Excerpts from a location annotation dataset
• • • • • • •
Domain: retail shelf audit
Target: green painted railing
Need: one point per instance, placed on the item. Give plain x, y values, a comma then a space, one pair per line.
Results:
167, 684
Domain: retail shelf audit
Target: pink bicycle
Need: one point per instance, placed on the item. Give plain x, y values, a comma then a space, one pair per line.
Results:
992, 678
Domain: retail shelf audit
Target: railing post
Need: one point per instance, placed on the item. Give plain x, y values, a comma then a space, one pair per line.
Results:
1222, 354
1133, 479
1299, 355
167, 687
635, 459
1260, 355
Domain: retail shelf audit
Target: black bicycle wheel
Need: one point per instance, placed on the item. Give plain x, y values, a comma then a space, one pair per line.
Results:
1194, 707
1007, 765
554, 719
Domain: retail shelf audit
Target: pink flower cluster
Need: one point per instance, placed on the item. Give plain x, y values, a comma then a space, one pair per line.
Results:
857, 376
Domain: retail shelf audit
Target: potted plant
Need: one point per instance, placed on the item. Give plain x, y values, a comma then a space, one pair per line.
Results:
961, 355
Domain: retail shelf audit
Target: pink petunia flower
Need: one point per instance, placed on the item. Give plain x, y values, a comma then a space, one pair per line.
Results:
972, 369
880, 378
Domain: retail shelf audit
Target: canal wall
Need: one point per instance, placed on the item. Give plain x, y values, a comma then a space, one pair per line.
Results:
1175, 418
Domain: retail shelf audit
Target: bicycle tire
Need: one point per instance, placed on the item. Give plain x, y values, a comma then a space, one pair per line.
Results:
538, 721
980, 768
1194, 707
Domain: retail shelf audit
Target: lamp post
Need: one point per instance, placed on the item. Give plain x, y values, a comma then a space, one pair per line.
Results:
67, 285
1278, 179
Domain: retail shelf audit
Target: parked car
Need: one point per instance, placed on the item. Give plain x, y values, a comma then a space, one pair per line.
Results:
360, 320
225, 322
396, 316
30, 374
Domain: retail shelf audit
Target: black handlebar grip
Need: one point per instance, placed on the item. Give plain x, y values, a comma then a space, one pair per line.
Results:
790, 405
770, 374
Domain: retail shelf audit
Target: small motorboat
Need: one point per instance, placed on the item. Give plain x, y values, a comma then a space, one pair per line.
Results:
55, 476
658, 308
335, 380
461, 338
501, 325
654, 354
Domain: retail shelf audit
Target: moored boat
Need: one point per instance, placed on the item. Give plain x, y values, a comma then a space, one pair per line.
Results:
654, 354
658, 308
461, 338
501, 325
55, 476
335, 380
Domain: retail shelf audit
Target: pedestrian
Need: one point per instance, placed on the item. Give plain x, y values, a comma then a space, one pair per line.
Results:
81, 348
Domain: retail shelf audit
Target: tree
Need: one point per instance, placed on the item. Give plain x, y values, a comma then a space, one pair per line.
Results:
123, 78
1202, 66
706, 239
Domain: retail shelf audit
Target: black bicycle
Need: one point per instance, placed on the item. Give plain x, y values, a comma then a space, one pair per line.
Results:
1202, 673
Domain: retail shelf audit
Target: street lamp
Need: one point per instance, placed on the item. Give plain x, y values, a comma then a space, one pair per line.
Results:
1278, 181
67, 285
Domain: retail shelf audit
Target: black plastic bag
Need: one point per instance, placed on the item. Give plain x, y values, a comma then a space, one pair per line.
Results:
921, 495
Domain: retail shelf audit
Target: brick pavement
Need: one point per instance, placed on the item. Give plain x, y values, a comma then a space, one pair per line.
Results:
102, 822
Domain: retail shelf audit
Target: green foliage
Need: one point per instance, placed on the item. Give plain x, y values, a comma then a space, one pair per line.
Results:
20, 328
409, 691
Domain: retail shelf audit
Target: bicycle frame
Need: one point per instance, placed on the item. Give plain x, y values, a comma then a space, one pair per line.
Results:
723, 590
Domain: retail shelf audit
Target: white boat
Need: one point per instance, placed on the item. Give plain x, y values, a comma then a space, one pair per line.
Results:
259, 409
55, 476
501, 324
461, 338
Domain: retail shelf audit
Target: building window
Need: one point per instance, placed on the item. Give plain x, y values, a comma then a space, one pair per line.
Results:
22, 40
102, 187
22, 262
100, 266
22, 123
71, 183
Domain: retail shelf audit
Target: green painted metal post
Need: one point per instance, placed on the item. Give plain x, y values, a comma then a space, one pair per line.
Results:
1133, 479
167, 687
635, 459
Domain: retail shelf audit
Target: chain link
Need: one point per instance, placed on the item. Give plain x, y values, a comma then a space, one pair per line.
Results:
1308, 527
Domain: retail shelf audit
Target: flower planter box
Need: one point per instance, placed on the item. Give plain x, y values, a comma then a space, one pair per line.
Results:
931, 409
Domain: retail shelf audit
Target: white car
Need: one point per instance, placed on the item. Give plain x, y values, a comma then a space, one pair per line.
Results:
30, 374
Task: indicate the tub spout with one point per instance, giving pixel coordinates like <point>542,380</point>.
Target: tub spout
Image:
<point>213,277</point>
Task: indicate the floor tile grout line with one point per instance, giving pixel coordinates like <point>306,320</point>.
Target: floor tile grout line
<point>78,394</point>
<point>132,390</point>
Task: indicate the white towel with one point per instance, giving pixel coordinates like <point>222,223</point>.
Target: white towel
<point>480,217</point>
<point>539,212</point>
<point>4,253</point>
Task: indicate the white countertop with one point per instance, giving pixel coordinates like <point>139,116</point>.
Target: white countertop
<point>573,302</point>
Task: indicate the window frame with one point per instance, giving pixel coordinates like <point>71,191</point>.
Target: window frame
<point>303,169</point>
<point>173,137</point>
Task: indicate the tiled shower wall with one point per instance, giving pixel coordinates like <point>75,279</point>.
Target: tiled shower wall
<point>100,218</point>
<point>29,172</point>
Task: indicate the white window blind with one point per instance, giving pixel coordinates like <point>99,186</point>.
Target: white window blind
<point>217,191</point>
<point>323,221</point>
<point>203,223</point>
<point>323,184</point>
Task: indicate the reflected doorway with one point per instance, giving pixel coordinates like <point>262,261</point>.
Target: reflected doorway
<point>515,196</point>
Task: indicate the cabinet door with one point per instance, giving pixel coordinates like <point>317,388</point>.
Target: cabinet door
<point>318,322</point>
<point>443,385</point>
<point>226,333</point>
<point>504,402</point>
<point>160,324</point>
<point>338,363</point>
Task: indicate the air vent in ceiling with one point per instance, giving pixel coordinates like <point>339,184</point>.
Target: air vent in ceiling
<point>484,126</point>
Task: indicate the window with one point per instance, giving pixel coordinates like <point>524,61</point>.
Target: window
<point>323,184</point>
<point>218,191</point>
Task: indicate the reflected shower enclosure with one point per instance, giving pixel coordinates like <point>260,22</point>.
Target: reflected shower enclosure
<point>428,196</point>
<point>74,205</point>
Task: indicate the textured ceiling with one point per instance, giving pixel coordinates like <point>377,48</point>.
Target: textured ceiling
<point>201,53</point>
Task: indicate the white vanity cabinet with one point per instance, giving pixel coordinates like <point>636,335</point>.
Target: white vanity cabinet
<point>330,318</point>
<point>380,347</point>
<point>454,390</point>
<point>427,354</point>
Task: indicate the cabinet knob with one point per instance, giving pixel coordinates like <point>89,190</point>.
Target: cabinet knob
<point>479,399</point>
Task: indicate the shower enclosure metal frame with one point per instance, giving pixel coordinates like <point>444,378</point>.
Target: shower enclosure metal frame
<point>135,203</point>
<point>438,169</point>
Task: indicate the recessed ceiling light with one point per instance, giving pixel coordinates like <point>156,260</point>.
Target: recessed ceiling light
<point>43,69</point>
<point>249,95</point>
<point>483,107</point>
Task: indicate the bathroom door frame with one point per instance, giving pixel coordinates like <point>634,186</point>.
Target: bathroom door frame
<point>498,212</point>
• • • • • • •
**Problem to solve:** Quote every line of the records above word for word, with no changes.

**Reply to the task:**
Domain: retail shelf audit
Target: green painted railing
Need: one point per instance, placed on the item. Give plain x, y values, a comma then a space, one pair per line.
Results:
167, 684
Domain: retail shelf audit
Target: pink bicycle
Need: one point per instance, placed on the item. Give plain x, y values, a comma then a space, one pair per line.
Results:
992, 678
Domain: retail shelf audit
Target: railing post
Need: one point per instance, placed on the item. Give plain x, y values, a comma then a space, one pair per line.
Results:
1222, 354
1133, 479
1299, 355
167, 687
635, 459
1260, 355
Domain: retail shelf audit
Target: black bicycle wheel
Need: one point per instance, placed on the item. Give plain x, y values, a comma then a space, one pair per line.
Results:
1194, 707
1007, 765
554, 719
Domain: retail shelf audit
Target: pink flower cluster
Need: one point per instance, placed on the item. Give plain x, y values, a comma then a space, one pair per line.
Results:
857, 376
Domain: retail shelf audit
Target: potted plant
Need: one point per instance, placed on the item. Give plain x, y values, a comma then a space, one pair per line.
Results:
961, 355
Domain: retail shelf audit
Target: pink petunia flower
Need: one point per instance, placed on the item. Give plain x, y values, a comma then a space, one pair per line.
Results:
972, 369
880, 378
Domain: retail shelf audit
Target: canal wall
Need: one point per instance, placed on the item. Give plain x, y values, a comma then a space, one pair per line.
Results:
1175, 418
Domain: retail shelf audit
Target: bicycle tire
Need: one point per instance, placed on the item. Give plain x, y values, a comma then a space, one pair per line.
Results:
538, 721
980, 768
1194, 707
Domain: retail shelf audit
Target: lamp post
Need: one point per instance, placed on the item. Give plain x, y values, a comma then a space, one pair per line.
Results:
67, 285
1278, 179
Domain: retail shelf audit
Target: parked car
Need: one point per instance, placed on the item. Give plain x, y values, a comma then a space, one pair per line.
Results:
360, 320
225, 322
396, 316
30, 374
Domain: retail shelf audit
Target: black handlebar grip
Need: one point per instance, placed on the item. Give plain x, y values, a comma then a space, one pair per line.
Results:
790, 405
770, 374
Domain: retail shelf audit
Target: small motorboat
Need: one point per instance, placed on the item. Give plain x, y values, a comma then a space, one pair per line.
Results:
55, 476
658, 308
335, 380
461, 338
501, 325
654, 354
Domain: retail shelf audit
Target: moored boat
Need: one point per instance, placed on the item. Give plain x, y values, a comma then a space, one pair per line.
Results:
654, 354
658, 308
461, 338
501, 325
55, 476
335, 380
Domain: retail shelf audit
Target: pedestrian
Need: one point per instance, placed on the item. Give plain x, y values, a comma then a space, one pair per line.
Results:
81, 348
Domain: retail shelf audit
Target: tree
Need: one point per instance, placed on the item. Give plain x, y values, a comma then a space, one pair per line.
Results:
123, 78
1202, 66
706, 239
Domain: retail shelf audit
Target: black bicycle
Need: one point per instance, placed on the item. Give plain x, y values, a comma then a space, one pair per line.
Results:
1202, 673
Domain: retail shelf audit
Target: street lamp
Need: one point per instance, placed on the item. Give plain x, y values, a comma then a space, one pair per line.
Results:
1278, 181
67, 285
Domain: retail shelf audit
Target: black plastic bag
Need: one point per instance, placed on the item. Give plain x, y values, a comma then a space, one pair per line.
Results:
921, 495
Domain: retail shelf audit
Target: brick pavement
Need: one point per instance, placed on the item. Give plain x, y values, a comma then a space, one pair per line.
Results:
102, 822
Domain: retail shelf audit
Target: green foliage
Need: one point per instance, placed on the item. Give plain x, y values, a comma then a space, one pair per line.
Results:
20, 328
409, 691
Domain: retail shelf audit
Target: bicycle frame
Need: one point per instance, placed on the item. Give plain x, y values, a comma then a space, one pair per line.
Results:
723, 590
Domain: retail shelf audit
Target: white boat
Need: one point per instance, placed on the item. Give plain x, y values, a comma then a space, one pair per line.
Results:
259, 409
55, 476
501, 324
461, 338
Domain: retail shelf audit
Target: building window
Need: one point per instance, placed on the item. Give plain x, y values, a comma then a space, one pair per line.
Results:
22, 40
102, 187
22, 262
100, 266
22, 123
71, 183
Domain: retail shelf audit
Target: green painted metal post
Need: one point per instance, placed on the item. Give plain x, y values, a comma then a space, one pair per line.
Results:
1133, 479
167, 687
635, 459
Domain: retail shelf audit
Target: chain link
Need: one point per instance, placed on the item. Give plain x, y values, a comma then a space, one pair per line.
Results:
1308, 527
Domain: retail shelf audit
Target: flower planter box
Need: one point per instance, placed on the item. Give plain x, y values, a comma then a space, one pair per line.
Results:
931, 409
Domain: retail shelf audit
Target: white car
Need: one point per instance, placed on the item. Give plain x, y values, a comma then a space, one pair per line.
Results:
30, 374
Task: indicate the tub spout with one point per instance, giving pixel coordinates like <point>542,380</point>.
Target: tub spout
Image:
<point>213,277</point>
Task: indicate the floor tile grout line with one point per instance, giving pixel coordinates like <point>306,320</point>.
Target: floor tile grout line
<point>78,394</point>
<point>132,390</point>
Task: indicate the white towel with one point per instance, giving pixel coordinates like <point>222,223</point>.
Target: white towel
<point>480,217</point>
<point>539,212</point>
<point>4,253</point>
Task: indicate the white countertop with one point per instance, giving pixel coordinates like <point>139,116</point>.
Target: white countertop
<point>573,302</point>
Task: indicate the window frame with one point per instance, giving pixel coordinates like <point>71,191</point>.
Target: window frame
<point>303,169</point>
<point>173,137</point>
Task: indicate the tiled shower wall with one point per instance, giving pixel coordinates like <point>75,279</point>.
Target: tiled shower wall
<point>100,218</point>
<point>29,172</point>
Task: indicate the white window blind with one point per instance, giving pixel coordinates like <point>99,186</point>.
Target: white window blind
<point>217,191</point>
<point>323,221</point>
<point>203,223</point>
<point>323,184</point>
Task: indicate the reflected doorway with one point per instance, giving pixel coordinates like <point>262,261</point>.
Target: reflected doorway
<point>515,196</point>
Task: indicate the cabinet door with one point per instance, giving pixel coordinates like <point>317,388</point>.
Target: cabinet door
<point>318,322</point>
<point>443,385</point>
<point>226,333</point>
<point>504,402</point>
<point>160,324</point>
<point>338,363</point>
Task: indicate the air vent in ceiling with one point per instance, giving pixel coordinates like <point>339,184</point>.
Target: air vent in ceiling
<point>484,126</point>
Task: indicate the window with one point per instance, giving pixel coordinates like <point>524,61</point>.
Target: window
<point>323,184</point>
<point>218,191</point>
Task: indicate the reflected shower enclosure with one point per instance, giving pixel coordinates like <point>260,22</point>.
Target: reflected shower enclosure
<point>428,196</point>
<point>74,205</point>
Task: indicate the textured ceiling with one point per instance, giving pixel coordinates like <point>377,48</point>.
Target: textured ceiling
<point>201,53</point>
Task: indicate the white vanity cabinet with one point per instance, giving pixel coordinates like <point>636,335</point>.
Target: white vanity cabinet
<point>330,318</point>
<point>380,347</point>
<point>454,390</point>
<point>427,354</point>
Task: indicate the cabinet knob with one point per instance, giving pixel coordinates like <point>89,190</point>.
Target: cabinet knob
<point>479,399</point>
Task: indicate the shower enclosure metal frame with one point per instance, giving pixel coordinates like <point>444,378</point>.
Target: shower enclosure metal frame
<point>135,203</point>
<point>438,169</point>
Task: indicate the recessed ceiling light with one point per instance, giving pixel coordinates like <point>156,260</point>.
Target: recessed ceiling light
<point>43,69</point>
<point>249,95</point>
<point>483,107</point>
Task: indicate the bathroom door frame with one point per instance, giving pixel coordinates like <point>634,186</point>.
Target: bathroom door frame
<point>498,212</point>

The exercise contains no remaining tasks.